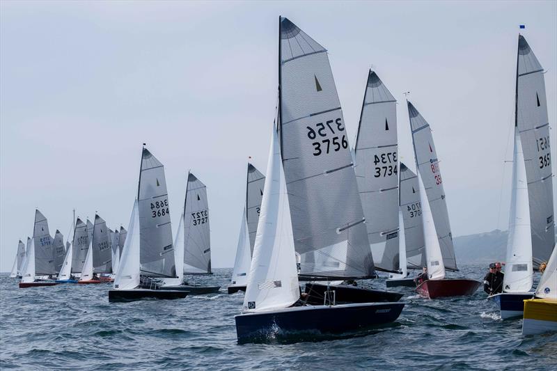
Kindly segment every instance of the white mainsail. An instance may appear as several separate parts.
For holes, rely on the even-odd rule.
[[[407,267],[421,269],[425,267],[427,263],[418,177],[402,162],[399,175],[400,181],[399,202],[404,221]]]
[[[74,229],[74,238],[72,242],[72,273],[81,273],[85,257],[89,248],[89,237],[87,226],[81,219],[77,218]]]
[[[280,19],[280,38],[278,127],[300,273],[374,276],[327,50],[286,18]]]
[[[250,257],[253,255],[257,225],[263,199],[265,177],[251,164],[248,163],[247,182],[246,185],[246,219],[249,232]]]
[[[396,100],[371,70],[354,150],[373,262],[376,269],[394,272],[399,247]]]
[[[164,166],[147,148],[141,155],[138,188],[141,274],[175,277]]]
[[[89,239],[89,246],[87,248],[87,255],[85,255],[85,261],[81,269],[81,275],[79,281],[89,281],[93,279],[93,239]]]
[[[445,191],[443,189],[443,179],[441,176],[439,159],[435,151],[431,128],[430,124],[409,102],[408,102],[408,113],[410,116],[412,142],[418,168],[416,171],[418,171],[422,176],[427,198],[430,200],[430,207],[433,214],[435,228],[439,233],[443,262],[447,269],[457,270]],[[423,206],[422,204],[422,207]]]
[[[54,270],[56,274],[59,274],[65,258],[65,244],[64,244],[64,235],[58,230],[56,230],[56,232],[54,235],[52,252],[54,260]]]
[[[93,267],[95,273],[112,273],[112,242],[107,222],[95,215],[93,232]]]
[[[427,259],[427,274],[430,280],[442,280],[445,278],[445,265],[439,246],[439,239],[437,238],[437,232],[435,230],[435,223],[427,200],[427,191],[419,171],[418,183],[420,187],[420,203],[422,205],[422,226],[425,255]]]
[[[48,230],[47,218],[35,210],[35,226],[33,230],[35,254],[35,274],[37,276],[55,274],[52,237]]]
[[[35,281],[35,239],[27,239],[27,251],[25,252],[26,259],[22,271],[22,282],[30,283]]]
[[[299,298],[288,194],[274,128],[243,312],[281,309]]]
[[[184,273],[211,273],[207,187],[191,173],[186,186],[184,221]]]
[[[557,300],[557,245],[554,246],[545,271],[540,278],[535,296],[542,299]]]
[[[259,215],[259,213],[258,213],[258,215]],[[240,226],[240,235],[238,236],[238,246],[236,248],[236,259],[234,262],[234,269],[232,271],[232,279],[230,280],[230,283],[235,286],[245,286],[248,283],[248,274],[251,265],[251,250],[250,248],[249,230],[246,209],[244,208],[242,214],[242,225]],[[256,230],[257,230],[257,228],[256,228]]]
[[[126,238],[122,256],[120,259],[116,276],[114,278],[114,288],[119,290],[134,289],[140,283],[140,228],[139,207],[137,200],[134,203],[132,216],[130,219],[130,237]],[[122,234],[120,233],[120,236]]]
[[[544,70],[526,39],[518,38],[515,125],[520,132],[530,205],[533,267],[555,245],[553,175]]]
[[[530,207],[523,148],[518,128],[515,127],[509,234],[503,279],[503,290],[505,292],[526,292],[532,288],[533,283]]]

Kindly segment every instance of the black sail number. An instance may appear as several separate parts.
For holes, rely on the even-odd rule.
[[[151,203],[151,218],[156,218],[157,216],[162,216],[167,214],[170,214],[170,210],[168,210],[168,200],[167,199]]]
[[[209,212],[207,210],[192,212],[191,220],[194,226],[205,224],[209,220]]]

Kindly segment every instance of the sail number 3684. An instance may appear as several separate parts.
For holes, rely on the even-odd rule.
[[[340,132],[344,131],[343,126],[343,120],[339,117],[336,120],[327,120],[324,123],[318,123],[315,125],[315,128],[308,126],[308,138],[312,141],[315,140],[319,136],[320,138],[319,141],[313,142],[311,144],[313,145],[313,155],[319,156],[323,153],[329,153],[333,150],[338,152],[343,148],[348,148],[348,141],[346,140],[346,136],[343,134],[340,136]],[[332,138],[326,138],[329,133],[333,135],[337,134]],[[324,138],[321,139],[321,138]],[[332,145],[332,148],[331,148]]]
[[[163,215],[170,214],[168,210],[168,200],[157,201],[151,203],[151,218],[162,216]]]

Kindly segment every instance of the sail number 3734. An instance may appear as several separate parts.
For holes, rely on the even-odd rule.
[[[346,136],[340,132],[344,132],[343,120],[339,117],[336,120],[327,120],[324,123],[318,123],[315,128],[307,127],[308,138],[312,141],[313,145],[313,155],[320,156],[324,153],[330,153],[333,151],[338,152],[343,148],[348,148],[348,141]],[[330,135],[329,135],[330,134]]]

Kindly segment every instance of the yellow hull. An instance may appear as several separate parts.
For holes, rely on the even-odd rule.
[[[557,300],[524,300],[522,335],[534,335],[548,331],[557,331]]]

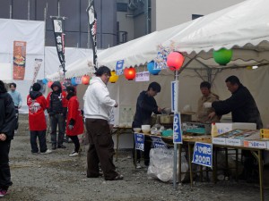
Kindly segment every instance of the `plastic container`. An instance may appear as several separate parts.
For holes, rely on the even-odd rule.
[[[215,138],[218,135],[219,135],[219,133],[218,133],[218,128],[216,126],[216,123],[212,122],[212,124],[211,124],[211,137]]]

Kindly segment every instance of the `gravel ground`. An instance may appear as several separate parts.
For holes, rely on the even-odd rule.
[[[56,149],[50,155],[32,155],[26,121],[21,121],[19,133],[12,142],[10,164],[13,185],[0,200],[184,200],[184,201],[256,201],[260,200],[257,184],[243,181],[222,180],[195,182],[178,185],[148,178],[147,170],[134,170],[131,152],[119,154],[115,162],[124,180],[106,181],[103,178],[86,178],[86,150],[79,157],[69,157],[74,149],[72,143],[66,149]],[[50,145],[48,144],[48,147]],[[268,186],[268,185],[267,185]],[[269,200],[269,190],[265,199]]]

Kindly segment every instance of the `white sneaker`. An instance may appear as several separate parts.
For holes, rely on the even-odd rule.
[[[48,155],[50,154],[52,151],[50,149],[47,149],[46,152],[40,152],[41,155]]]
[[[140,164],[140,162],[136,162],[136,169],[141,169],[141,168],[142,168],[142,166]]]
[[[69,156],[73,157],[73,156],[78,156],[79,154],[77,152],[73,152],[71,155],[69,155]]]

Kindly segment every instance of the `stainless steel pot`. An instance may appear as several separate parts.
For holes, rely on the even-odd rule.
[[[169,114],[161,114],[160,115],[160,123],[173,123],[174,116]]]

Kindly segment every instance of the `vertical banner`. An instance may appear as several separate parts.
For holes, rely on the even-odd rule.
[[[143,151],[144,148],[144,135],[134,132],[135,149]]]
[[[182,144],[182,130],[181,130],[180,113],[174,113],[173,142],[174,142],[174,144]]]
[[[179,81],[171,81],[171,112],[178,112]]]
[[[94,8],[94,0],[90,0],[90,4],[88,8],[86,9],[86,12],[88,13],[90,35],[93,51],[93,65],[95,70],[97,70],[97,14]]]
[[[35,59],[35,66],[34,66],[34,74],[32,79],[32,84],[35,83],[36,79],[38,77],[39,71],[40,70],[42,64],[42,59]]]
[[[13,80],[23,80],[26,62],[26,42],[13,41]]]
[[[195,142],[192,163],[212,168],[212,144]]]
[[[55,36],[56,46],[60,63],[63,68],[64,75],[65,74],[65,33],[63,30],[63,19],[52,18],[53,31]]]

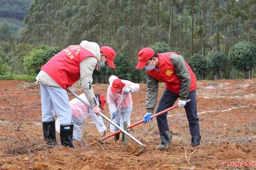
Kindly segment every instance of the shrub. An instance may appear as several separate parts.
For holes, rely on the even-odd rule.
[[[194,54],[188,61],[196,77],[204,79],[207,71],[207,60],[200,54]]]

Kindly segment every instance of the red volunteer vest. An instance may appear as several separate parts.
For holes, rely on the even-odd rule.
[[[159,72],[156,69],[152,71],[147,70],[147,72],[150,77],[165,83],[165,86],[168,90],[174,94],[178,95],[180,89],[180,81],[179,77],[176,75],[175,68],[170,59],[170,56],[173,53],[180,55],[176,52],[158,53],[159,62],[158,67]],[[196,87],[196,78],[187,62],[185,61],[185,63],[190,74],[191,83],[190,91],[191,91]]]
[[[88,57],[96,57],[80,45],[70,45],[41,68],[60,86],[66,90],[80,78],[81,62]]]

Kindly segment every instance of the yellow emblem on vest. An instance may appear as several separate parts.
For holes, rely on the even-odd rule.
[[[167,70],[166,70],[166,75],[167,75],[168,76],[170,76],[173,73],[173,70],[170,69],[168,69]]]

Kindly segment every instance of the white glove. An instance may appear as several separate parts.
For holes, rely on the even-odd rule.
[[[178,102],[178,105],[179,106],[179,108],[183,107],[185,106],[186,104],[186,101],[184,100],[179,100],[179,101]]]
[[[38,80],[36,80],[36,85],[40,85],[40,80],[38,79]]]
[[[127,94],[131,91],[131,88],[130,87],[128,87],[126,88],[125,90],[124,90],[124,94]]]

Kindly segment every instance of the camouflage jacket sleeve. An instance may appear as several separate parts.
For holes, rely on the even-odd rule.
[[[176,74],[180,81],[180,99],[186,100],[188,97],[191,80],[188,69],[185,63],[185,60],[180,55],[172,54],[170,56],[170,59],[175,68]]]
[[[156,105],[158,93],[158,81],[147,74],[147,97],[146,99],[146,109],[147,113],[154,113]]]

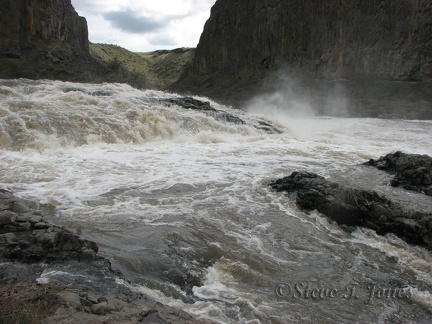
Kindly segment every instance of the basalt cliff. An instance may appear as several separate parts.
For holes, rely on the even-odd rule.
[[[0,50],[20,53],[35,47],[64,47],[89,54],[87,21],[70,0],[0,2]]]
[[[70,0],[0,1],[0,78],[145,86],[120,62],[93,57],[89,45],[87,21]]]
[[[430,117],[432,2],[218,0],[174,88],[239,105],[287,76],[316,104],[339,80],[358,111],[388,99]]]

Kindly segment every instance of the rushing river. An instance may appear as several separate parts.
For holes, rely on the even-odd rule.
[[[97,242],[136,289],[202,318],[430,323],[430,252],[346,232],[268,183],[308,170],[431,209],[431,197],[359,165],[396,150],[432,155],[431,121],[266,117],[211,103],[245,121],[234,124],[160,101],[172,97],[0,80],[0,188]]]

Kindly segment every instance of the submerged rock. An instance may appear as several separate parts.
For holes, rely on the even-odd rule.
[[[364,165],[394,174],[393,187],[423,192],[432,196],[432,158],[428,155],[406,154],[400,151],[370,159]]]
[[[97,252],[0,189],[0,323],[211,323],[149,298]]]
[[[167,98],[167,99],[159,99],[160,102],[170,106],[171,104],[186,108],[186,109],[194,109],[198,111],[202,111],[208,116],[213,117],[219,121],[225,121],[231,124],[236,125],[247,125],[247,123],[241,119],[240,117],[226,112],[224,110],[215,109],[210,105],[208,101],[201,101],[192,97],[177,97],[177,98]],[[269,134],[281,134],[282,131],[277,129],[276,127],[258,120],[256,124],[251,125],[256,129],[263,130]]]
[[[432,249],[432,213],[405,209],[372,190],[327,181],[310,172],[293,172],[269,184],[277,191],[297,193],[296,203],[316,209],[341,225],[363,226],[384,235]]]

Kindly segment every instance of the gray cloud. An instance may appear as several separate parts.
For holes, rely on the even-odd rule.
[[[163,19],[154,19],[152,17],[139,16],[133,10],[112,11],[103,14],[114,27],[129,33],[150,33],[158,31],[165,27],[174,17],[164,17]]]

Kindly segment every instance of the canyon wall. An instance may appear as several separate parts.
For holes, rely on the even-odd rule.
[[[193,72],[432,79],[430,0],[218,0]]]
[[[174,89],[235,104],[281,69],[307,84],[431,81],[432,1],[218,0]]]
[[[0,0],[0,52],[50,47],[89,53],[87,21],[70,0]]]

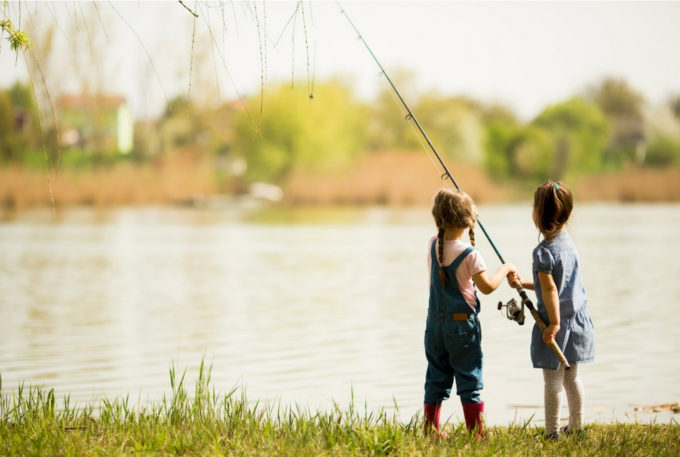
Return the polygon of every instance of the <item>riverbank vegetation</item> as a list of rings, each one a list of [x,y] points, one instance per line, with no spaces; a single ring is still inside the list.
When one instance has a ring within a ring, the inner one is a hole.
[[[135,122],[121,150],[110,125],[120,100],[36,105],[16,83],[0,90],[0,204],[184,203],[262,182],[288,204],[428,204],[442,170],[403,108],[388,89],[365,102],[350,87],[321,81],[310,98],[302,83],[271,84],[219,106],[180,96],[158,119]],[[42,123],[36,106],[49,107]],[[680,96],[653,107],[608,78],[528,122],[434,92],[415,94],[412,110],[479,202],[526,199],[546,178],[566,180],[582,201],[680,201]]]
[[[680,426],[590,424],[583,433],[545,441],[528,424],[490,427],[482,441],[465,425],[446,424],[448,439],[423,436],[419,416],[399,421],[354,402],[325,412],[218,394],[203,366],[193,391],[170,370],[172,394],[142,407],[129,398],[76,408],[54,390],[20,386],[1,392],[2,455],[677,455]]]

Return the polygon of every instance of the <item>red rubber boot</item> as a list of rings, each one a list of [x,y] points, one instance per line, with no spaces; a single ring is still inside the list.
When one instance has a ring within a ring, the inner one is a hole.
[[[424,403],[423,406],[423,419],[425,422],[423,433],[425,433],[425,436],[432,435],[434,438],[448,438],[448,435],[439,429],[439,416],[442,411],[442,404],[428,405]]]
[[[477,439],[484,438],[484,402],[463,403],[463,415],[468,431],[474,433]]]

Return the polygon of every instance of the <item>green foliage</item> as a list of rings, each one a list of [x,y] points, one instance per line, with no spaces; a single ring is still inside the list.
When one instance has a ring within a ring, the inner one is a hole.
[[[294,170],[343,169],[365,138],[363,108],[349,88],[318,84],[314,99],[298,85],[269,87],[234,120],[234,151],[247,161],[251,180],[281,182]]]
[[[0,162],[17,161],[28,148],[39,146],[37,124],[29,86],[15,83],[0,91]]]
[[[528,125],[493,122],[486,131],[486,166],[498,178],[541,180],[554,172],[550,135]]]
[[[556,178],[569,172],[598,171],[610,126],[597,105],[581,97],[551,106],[532,122],[552,138]]]
[[[421,97],[415,113],[440,154],[472,162],[483,160],[484,129],[473,102],[431,93]],[[411,135],[418,137],[416,132]]]
[[[12,21],[8,17],[0,20],[0,30],[2,30],[3,34],[7,33],[7,41],[9,41],[9,47],[12,51],[19,52],[31,47],[31,41],[28,39],[26,32],[14,28]]]
[[[523,455],[655,456],[680,453],[680,426],[590,424],[559,441],[541,437],[529,422],[488,427],[484,440],[462,423],[446,422],[446,439],[423,435],[420,415],[345,407],[327,411],[248,401],[236,389],[217,393],[203,363],[192,391],[186,371],[170,370],[172,393],[162,401],[133,405],[129,397],[75,408],[53,389],[24,388],[0,396],[1,455]],[[60,404],[61,403],[61,404]],[[398,411],[398,406],[395,404]]]
[[[635,160],[636,150],[644,138],[642,95],[622,79],[606,78],[590,90],[589,96],[611,125],[603,160],[615,166]]]
[[[654,138],[647,146],[644,163],[651,167],[680,165],[680,142],[666,136]]]

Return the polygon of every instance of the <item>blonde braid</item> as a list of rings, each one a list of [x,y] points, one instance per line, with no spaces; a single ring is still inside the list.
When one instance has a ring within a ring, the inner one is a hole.
[[[448,228],[469,228],[470,242],[475,244],[475,210],[472,199],[468,194],[460,190],[443,187],[437,192],[432,205],[432,216],[437,225],[437,240],[439,249],[439,279],[442,284],[447,284],[448,278],[444,272],[444,235]]]
[[[447,284],[449,281],[446,277],[446,273],[444,272],[444,233],[446,233],[446,229],[444,229],[444,227],[440,227],[439,233],[437,233],[437,239],[439,240],[439,279],[441,280],[442,284]]]

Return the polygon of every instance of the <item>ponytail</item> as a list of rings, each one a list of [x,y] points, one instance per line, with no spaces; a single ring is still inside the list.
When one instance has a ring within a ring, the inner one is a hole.
[[[442,284],[447,284],[449,282],[448,278],[446,277],[446,273],[444,272],[444,233],[446,230],[443,227],[439,228],[439,232],[437,233],[437,242],[439,245],[437,246],[437,261],[439,262],[439,280],[442,282]]]

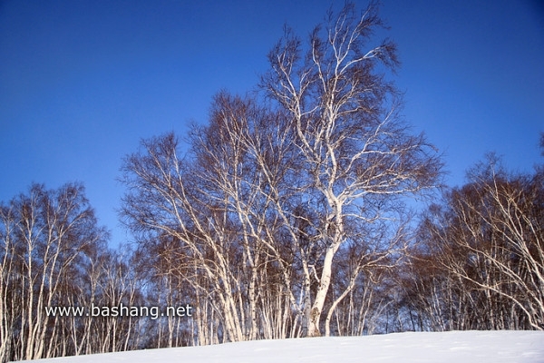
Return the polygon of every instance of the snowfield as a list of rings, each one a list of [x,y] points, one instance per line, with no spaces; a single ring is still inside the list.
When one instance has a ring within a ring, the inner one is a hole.
[[[544,362],[544,332],[415,332],[255,340],[66,357],[42,362]]]

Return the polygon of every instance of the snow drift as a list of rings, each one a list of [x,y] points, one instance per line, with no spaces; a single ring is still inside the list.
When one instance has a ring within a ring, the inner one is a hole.
[[[256,340],[66,357],[40,362],[544,362],[544,332],[414,332]]]

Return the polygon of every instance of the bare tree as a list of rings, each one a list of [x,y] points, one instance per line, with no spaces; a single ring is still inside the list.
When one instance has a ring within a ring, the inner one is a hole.
[[[383,25],[377,10],[372,3],[359,15],[347,4],[337,15],[331,12],[306,50],[287,29],[261,82],[291,122],[304,157],[306,208],[321,217],[311,242],[320,268],[299,248],[305,289],[317,283],[306,302],[308,336],[320,334],[335,256],[352,240],[346,225],[384,218],[395,196],[432,187],[441,168],[433,149],[398,117],[397,94],[379,72],[394,70],[394,44],[368,46]]]
[[[438,289],[455,307],[451,324],[543,329],[542,169],[509,174],[491,156],[469,175],[421,226],[423,260],[438,267]]]
[[[28,194],[0,205],[0,350],[3,360],[49,358],[63,351],[65,321],[45,308],[66,301],[75,289],[78,266],[106,232],[98,228],[82,185],[48,191],[34,184]]]

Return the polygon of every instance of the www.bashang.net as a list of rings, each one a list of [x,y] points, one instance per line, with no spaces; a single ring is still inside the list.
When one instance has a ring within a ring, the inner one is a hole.
[[[149,317],[155,319],[160,317],[191,317],[192,306],[185,304],[167,307],[165,309],[156,306],[126,306],[122,303],[119,306],[95,306],[94,304],[91,307],[56,306],[45,307],[45,314],[48,317]]]

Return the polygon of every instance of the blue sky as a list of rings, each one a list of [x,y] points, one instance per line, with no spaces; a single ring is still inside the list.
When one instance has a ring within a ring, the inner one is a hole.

▶ [YOUR GOAL]:
Reproduce the rows word for word, from the line containing "Return the polygon of every instance of the www.bashang.net" through the end of the rows, both included.

▶ [THE RESPONSE]:
Return the polygon of every instance of the www.bashang.net as a list of rings, each one a list of [x,y] points, one instance per line, with no spaces; a single ring is still inside the list.
When one instance has a ring within a ring, the inner one is a hole.
[[[149,317],[155,319],[160,317],[191,317],[192,306],[185,304],[167,307],[165,309],[156,306],[126,306],[122,303],[119,306],[95,306],[94,304],[91,307],[56,306],[45,307],[45,314],[48,317]]]

Return the polygon of every instance of the blue sky as a list of rings, each one a list of [x,y] points, one instance per line, with no spaces; a single ring is still inside the list.
When one instance has a ring within a ring, the inner one is a hole.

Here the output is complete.